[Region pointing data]
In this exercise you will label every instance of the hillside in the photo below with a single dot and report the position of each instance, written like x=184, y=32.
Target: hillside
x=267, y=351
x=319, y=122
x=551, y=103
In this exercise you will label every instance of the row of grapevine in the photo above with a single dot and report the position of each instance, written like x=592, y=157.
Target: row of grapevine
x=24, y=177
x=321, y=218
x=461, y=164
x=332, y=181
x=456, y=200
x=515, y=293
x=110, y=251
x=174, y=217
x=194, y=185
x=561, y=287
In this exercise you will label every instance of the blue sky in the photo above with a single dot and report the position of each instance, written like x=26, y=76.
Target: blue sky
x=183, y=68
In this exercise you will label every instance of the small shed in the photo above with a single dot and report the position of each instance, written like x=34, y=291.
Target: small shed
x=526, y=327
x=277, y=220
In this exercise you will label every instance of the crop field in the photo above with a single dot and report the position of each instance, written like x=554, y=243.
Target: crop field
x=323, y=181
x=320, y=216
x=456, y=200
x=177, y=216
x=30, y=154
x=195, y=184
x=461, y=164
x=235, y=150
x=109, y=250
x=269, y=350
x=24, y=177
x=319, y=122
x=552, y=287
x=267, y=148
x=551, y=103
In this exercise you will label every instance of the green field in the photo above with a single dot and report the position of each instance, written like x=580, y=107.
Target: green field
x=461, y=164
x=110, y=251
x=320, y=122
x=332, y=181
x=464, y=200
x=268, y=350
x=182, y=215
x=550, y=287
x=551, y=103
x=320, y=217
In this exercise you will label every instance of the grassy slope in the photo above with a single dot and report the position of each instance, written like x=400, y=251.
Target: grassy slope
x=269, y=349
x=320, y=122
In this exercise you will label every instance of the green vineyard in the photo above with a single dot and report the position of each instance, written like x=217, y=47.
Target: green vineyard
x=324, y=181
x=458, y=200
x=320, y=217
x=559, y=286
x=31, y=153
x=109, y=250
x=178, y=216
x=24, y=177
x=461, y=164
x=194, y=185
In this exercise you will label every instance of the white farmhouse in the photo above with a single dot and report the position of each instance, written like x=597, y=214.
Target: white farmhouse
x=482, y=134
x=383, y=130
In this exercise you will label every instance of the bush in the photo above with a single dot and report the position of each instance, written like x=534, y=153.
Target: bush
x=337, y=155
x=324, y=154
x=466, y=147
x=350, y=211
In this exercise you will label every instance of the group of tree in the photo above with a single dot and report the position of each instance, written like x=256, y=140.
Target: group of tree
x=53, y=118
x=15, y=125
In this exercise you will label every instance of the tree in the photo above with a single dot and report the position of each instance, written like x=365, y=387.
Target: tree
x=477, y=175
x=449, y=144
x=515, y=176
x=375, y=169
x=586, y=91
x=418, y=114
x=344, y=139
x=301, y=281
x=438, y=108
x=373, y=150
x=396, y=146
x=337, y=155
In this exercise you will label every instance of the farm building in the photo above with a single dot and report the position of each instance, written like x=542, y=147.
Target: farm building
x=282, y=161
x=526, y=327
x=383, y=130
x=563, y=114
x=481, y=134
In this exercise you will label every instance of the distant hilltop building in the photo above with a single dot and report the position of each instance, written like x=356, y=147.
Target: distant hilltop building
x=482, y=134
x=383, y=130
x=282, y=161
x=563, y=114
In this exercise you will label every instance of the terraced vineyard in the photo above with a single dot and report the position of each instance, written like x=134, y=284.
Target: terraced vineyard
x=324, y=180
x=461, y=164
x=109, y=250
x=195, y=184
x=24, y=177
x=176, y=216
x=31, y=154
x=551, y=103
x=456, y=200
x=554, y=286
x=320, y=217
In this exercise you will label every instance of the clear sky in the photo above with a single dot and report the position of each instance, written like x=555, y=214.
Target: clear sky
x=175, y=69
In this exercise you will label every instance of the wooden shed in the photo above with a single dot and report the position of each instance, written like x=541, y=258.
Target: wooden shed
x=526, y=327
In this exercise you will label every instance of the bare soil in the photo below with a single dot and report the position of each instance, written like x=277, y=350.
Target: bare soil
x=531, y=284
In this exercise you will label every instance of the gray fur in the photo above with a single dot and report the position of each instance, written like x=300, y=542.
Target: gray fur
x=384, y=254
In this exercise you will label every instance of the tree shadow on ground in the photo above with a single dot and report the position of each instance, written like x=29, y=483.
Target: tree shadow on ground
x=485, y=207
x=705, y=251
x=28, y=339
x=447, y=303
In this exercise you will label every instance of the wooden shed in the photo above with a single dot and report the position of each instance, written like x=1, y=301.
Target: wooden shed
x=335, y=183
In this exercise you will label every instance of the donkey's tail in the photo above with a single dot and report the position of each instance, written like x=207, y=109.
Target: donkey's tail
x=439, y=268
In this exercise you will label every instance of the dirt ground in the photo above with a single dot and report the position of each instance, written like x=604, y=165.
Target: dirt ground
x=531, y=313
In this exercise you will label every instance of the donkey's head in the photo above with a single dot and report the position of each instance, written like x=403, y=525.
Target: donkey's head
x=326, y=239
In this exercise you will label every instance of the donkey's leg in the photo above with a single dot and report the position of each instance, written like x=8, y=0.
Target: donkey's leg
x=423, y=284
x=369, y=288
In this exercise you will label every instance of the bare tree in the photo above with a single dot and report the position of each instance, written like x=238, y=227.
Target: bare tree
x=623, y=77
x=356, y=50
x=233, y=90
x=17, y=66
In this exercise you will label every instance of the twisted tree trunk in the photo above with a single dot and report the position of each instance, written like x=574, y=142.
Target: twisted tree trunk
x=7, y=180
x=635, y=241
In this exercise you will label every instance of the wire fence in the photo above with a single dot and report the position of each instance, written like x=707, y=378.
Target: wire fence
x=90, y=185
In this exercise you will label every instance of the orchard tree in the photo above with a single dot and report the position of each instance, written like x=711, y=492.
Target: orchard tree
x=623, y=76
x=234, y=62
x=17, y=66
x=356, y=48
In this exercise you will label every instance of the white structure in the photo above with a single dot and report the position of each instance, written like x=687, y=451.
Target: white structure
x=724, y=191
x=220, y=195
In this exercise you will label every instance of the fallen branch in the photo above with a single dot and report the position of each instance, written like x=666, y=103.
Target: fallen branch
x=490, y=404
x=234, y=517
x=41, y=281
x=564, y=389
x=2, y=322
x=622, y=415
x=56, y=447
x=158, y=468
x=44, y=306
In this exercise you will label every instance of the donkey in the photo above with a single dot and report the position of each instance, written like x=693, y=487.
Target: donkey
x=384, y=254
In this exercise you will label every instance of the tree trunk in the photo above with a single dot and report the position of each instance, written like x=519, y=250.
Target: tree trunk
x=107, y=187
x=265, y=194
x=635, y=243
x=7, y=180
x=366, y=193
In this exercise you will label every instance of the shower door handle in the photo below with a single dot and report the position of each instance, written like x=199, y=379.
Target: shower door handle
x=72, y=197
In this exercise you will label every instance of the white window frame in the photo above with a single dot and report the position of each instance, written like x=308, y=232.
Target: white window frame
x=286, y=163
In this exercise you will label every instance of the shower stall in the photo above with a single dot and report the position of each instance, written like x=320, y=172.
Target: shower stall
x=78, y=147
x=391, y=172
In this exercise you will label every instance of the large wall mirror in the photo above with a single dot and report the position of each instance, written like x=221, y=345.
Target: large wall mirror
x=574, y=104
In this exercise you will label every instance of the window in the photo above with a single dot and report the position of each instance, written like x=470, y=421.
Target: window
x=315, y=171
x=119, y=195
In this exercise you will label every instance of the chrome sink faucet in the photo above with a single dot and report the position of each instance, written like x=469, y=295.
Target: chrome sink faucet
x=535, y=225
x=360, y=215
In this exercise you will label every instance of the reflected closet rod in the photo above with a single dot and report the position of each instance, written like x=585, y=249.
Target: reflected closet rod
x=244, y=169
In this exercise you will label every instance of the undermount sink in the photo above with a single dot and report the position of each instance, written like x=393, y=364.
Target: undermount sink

▶ [WHAT IS NEEDED]
All of the data needs to be reproduced exactly, with no line missing.

▶ [SOLUTION BELOW]
In this exercise you will label every instance of the hillside in the photo below with a single dot and report the position of each instance, written like x=184, y=32.
Target: hillside
x=267, y=351
x=319, y=122
x=551, y=103
In this exercise you will label every instance of the row of grapevine in the photo above with a single dot and report the position of each instance, written like x=592, y=157.
Target: row of grapevine
x=24, y=177
x=321, y=218
x=461, y=164
x=332, y=181
x=456, y=200
x=515, y=293
x=110, y=251
x=174, y=217
x=194, y=185
x=561, y=287
In this exercise you will label every instance of the blue sky in the photo above with a single dot and report the position of each instance, written like x=26, y=76.
Target: blue sky
x=183, y=68
In this exercise you will label every instance of the small shed in the photo above with a single dot and report the position of each instance, written like x=34, y=291.
Target: small shed
x=526, y=327
x=277, y=220
In this exercise you will label every instance of the crop field in the photo above with a single dot and report the position of each instance, written like x=554, y=243.
Target: crop field
x=323, y=181
x=320, y=216
x=456, y=200
x=177, y=216
x=30, y=154
x=195, y=184
x=461, y=164
x=235, y=150
x=109, y=250
x=269, y=350
x=24, y=177
x=319, y=122
x=552, y=287
x=267, y=148
x=551, y=103
In this exercise you will label every instance of the green field in the photo above with a single dot and report the position of each instance, written like x=580, y=107.
Target: green field
x=461, y=164
x=110, y=251
x=320, y=122
x=332, y=181
x=464, y=200
x=268, y=350
x=182, y=215
x=550, y=287
x=551, y=103
x=320, y=217
In this exercise you will label every instance of the grassy slope in the photo above with a single dot and report the position of each instance, written like x=400, y=251.
Target: grassy slope
x=269, y=349
x=320, y=122
In this exercise you will label every instance of the green vineyard in the photo above with a single dot and report the position of each instance, written like x=217, y=47.
Target: green vineyard
x=324, y=181
x=458, y=200
x=320, y=217
x=559, y=286
x=31, y=153
x=109, y=250
x=178, y=216
x=24, y=177
x=461, y=164
x=194, y=185
In this exercise you will label every instance of the white farmhouse in the photo above with a single dot and report the position of each instance, written like x=597, y=214.
Target: white farmhouse
x=482, y=134
x=383, y=130
In this exercise you will label every instance of the bush in the photo above with a single dot and report the position of each instance, written like x=534, y=153.
Target: bush
x=337, y=155
x=324, y=154
x=466, y=147
x=350, y=211
In this exercise you will label every instance of the group of tree in the photo above with a single dot and report the position of each instance, written like x=256, y=140.
Target: group of tree
x=53, y=118
x=15, y=125
In this exercise you will label every instance of the tree in the photo above with a single dot and report the position of each instance, written like x=365, y=387.
Target: tree
x=477, y=175
x=449, y=144
x=515, y=176
x=375, y=169
x=586, y=91
x=418, y=114
x=344, y=139
x=301, y=281
x=438, y=108
x=373, y=150
x=396, y=146
x=337, y=155
In this exercise you will label every instance of the farm building in the photo above with a single dot and report the position of each instance, written like x=542, y=147.
Target: farm building
x=282, y=161
x=526, y=327
x=383, y=130
x=563, y=114
x=481, y=134
In this exercise you will label every instance of the distant hilltop building in the photo above with a single dot and report the position of each instance, written like x=356, y=147.
Target: distant hilltop building
x=482, y=134
x=383, y=130
x=282, y=161
x=563, y=114
In this exercise you will label every instance of the terraced vineyard in the photo above with a single dot and report the position of each instance, written like x=134, y=284.
Target: terraced vineyard
x=324, y=180
x=461, y=164
x=109, y=250
x=195, y=184
x=24, y=177
x=176, y=216
x=31, y=154
x=551, y=103
x=456, y=200
x=554, y=286
x=320, y=217
In this exercise you will label every instance of the clear sky in the photo above with a single dot and report the position of each instance, written like x=555, y=214.
Target: clear sky
x=175, y=69
In this exercise you will label every instance of the wooden shed in the photo above with a single dot and report the position of each instance, written like x=541, y=258.
Target: wooden shed
x=526, y=327
In this exercise you will label every instance of the bare soil in the photo below with a single dot and report the position of each instance, written like x=277, y=350.
Target: bare soil
x=531, y=284
In this exercise you will label every instance of the gray fur in the photo above with a single dot and report the position of each instance, written like x=300, y=542.
Target: gray fur
x=384, y=254
In this exercise you will label every instance of the tree shadow on ground in the photo above with a single dot and report the position of each instance, written like x=29, y=483.
Target: tree shadow on ground
x=485, y=207
x=705, y=251
x=28, y=339
x=447, y=303
In this exercise you will label every instance of the wooden shed in the photo above with a single dot and report the position of each instance, written like x=1, y=301.
Target: wooden shed
x=335, y=183
In this exercise you will label every instance of the donkey's tail in the photo above with a single dot and report the position of each instance, written like x=207, y=109.
Target: donkey's tail
x=439, y=268
In this exercise you will label every instance of the dirt ground in the photo above with a single dot and report the position of each instance, written like x=604, y=165.
Target: dirt ground
x=531, y=313
In this exercise you will label every instance of the donkey's head in the photo above with a single dot and report the position of each instance, written like x=403, y=525.
Target: donkey's head
x=326, y=239
In this exercise you will label every instance of the donkey's leg in the photo above with a single dot and report the position of each instance, written like x=8, y=0.
Target: donkey's leg
x=423, y=284
x=369, y=288
In this exercise you will label every instance of the bare tree in the photo above with a single dot and report the position of each instance, written like x=238, y=227.
Target: bare tree
x=623, y=77
x=356, y=50
x=233, y=90
x=17, y=66
In this exercise you will label every instance of the twisted tree trunk in the photo above with a single dot and report the position of each instance, written like x=574, y=142.
Target: twisted tree trunk
x=7, y=180
x=635, y=241
In this exercise you will label every instance of the wire fence in the photo above with a single dot and report the position of each instance, written like x=707, y=378.
Target: wire fence
x=90, y=185
In this exercise you will label every instance of the orchard tree in the photo above with a single dot and report the position of each instance, written like x=711, y=492.
Target: orchard tree
x=623, y=76
x=234, y=62
x=17, y=66
x=356, y=48
In this exercise you will label every instance of the white structure in the photo above with a single dot and report the position of each instance, written like x=687, y=451.
Target: white structure
x=724, y=191
x=220, y=195
In this exercise you will label every instance of the fallen branch in the photo above with a single dot and report the position of each instance, written like x=666, y=103.
Target: fallen branch
x=490, y=404
x=234, y=517
x=41, y=281
x=564, y=389
x=2, y=322
x=622, y=415
x=56, y=447
x=158, y=468
x=44, y=306
In this exercise you will label every instance of the donkey in the photo above with a single dot and report the position of each instance, written like x=693, y=487.
Target: donkey
x=384, y=254
In this exercise you will label every instance of the tree trunk in the photo above with a single dot and report the position of each instance, written like x=519, y=250.
Target: tree trunk
x=107, y=187
x=265, y=194
x=635, y=243
x=7, y=180
x=366, y=193
In this exercise you will label every instance of the shower door handle in the photo below with a single dot and report the position of each instance, written like x=199, y=379.
Target: shower door handle
x=72, y=197
In this exercise you will label every instance of the white window frame in the photo above with a single dot and report the position of each instance, written like x=308, y=232.
Target: white window frame
x=286, y=163
In this exercise you will label every instance of the shower stall in the photo above with a single dot and report the position of each instance, written like x=320, y=172.
Target: shower stall
x=78, y=147
x=391, y=172
In this exercise you will label every instance of the large wall mirror in the photo above with a single dot and report the position of each instance, written like x=221, y=345.
Target: large wall mirror
x=574, y=104
In this exercise you will label every instance of the window in the photo above with a single dot and report the position of each instance, written like x=470, y=421.
Target: window
x=315, y=171
x=119, y=195
In this exercise you will label every instance of the chrome sink faucet in the photo above with a single dot and report the position of each instance, written like x=469, y=295.
Target: chrome sink faucet
x=535, y=225
x=360, y=215
In this exercise you will label every instance of the reflected closet rod in the photo above with a single dot and report the position of each instance, written like x=585, y=249.
Target: reflected closet rod
x=244, y=169
In this exercise you will label every instance of the undermount sink in the photo above with a single dot and report the position of each instance, written like x=393, y=364.
Target: undermount sink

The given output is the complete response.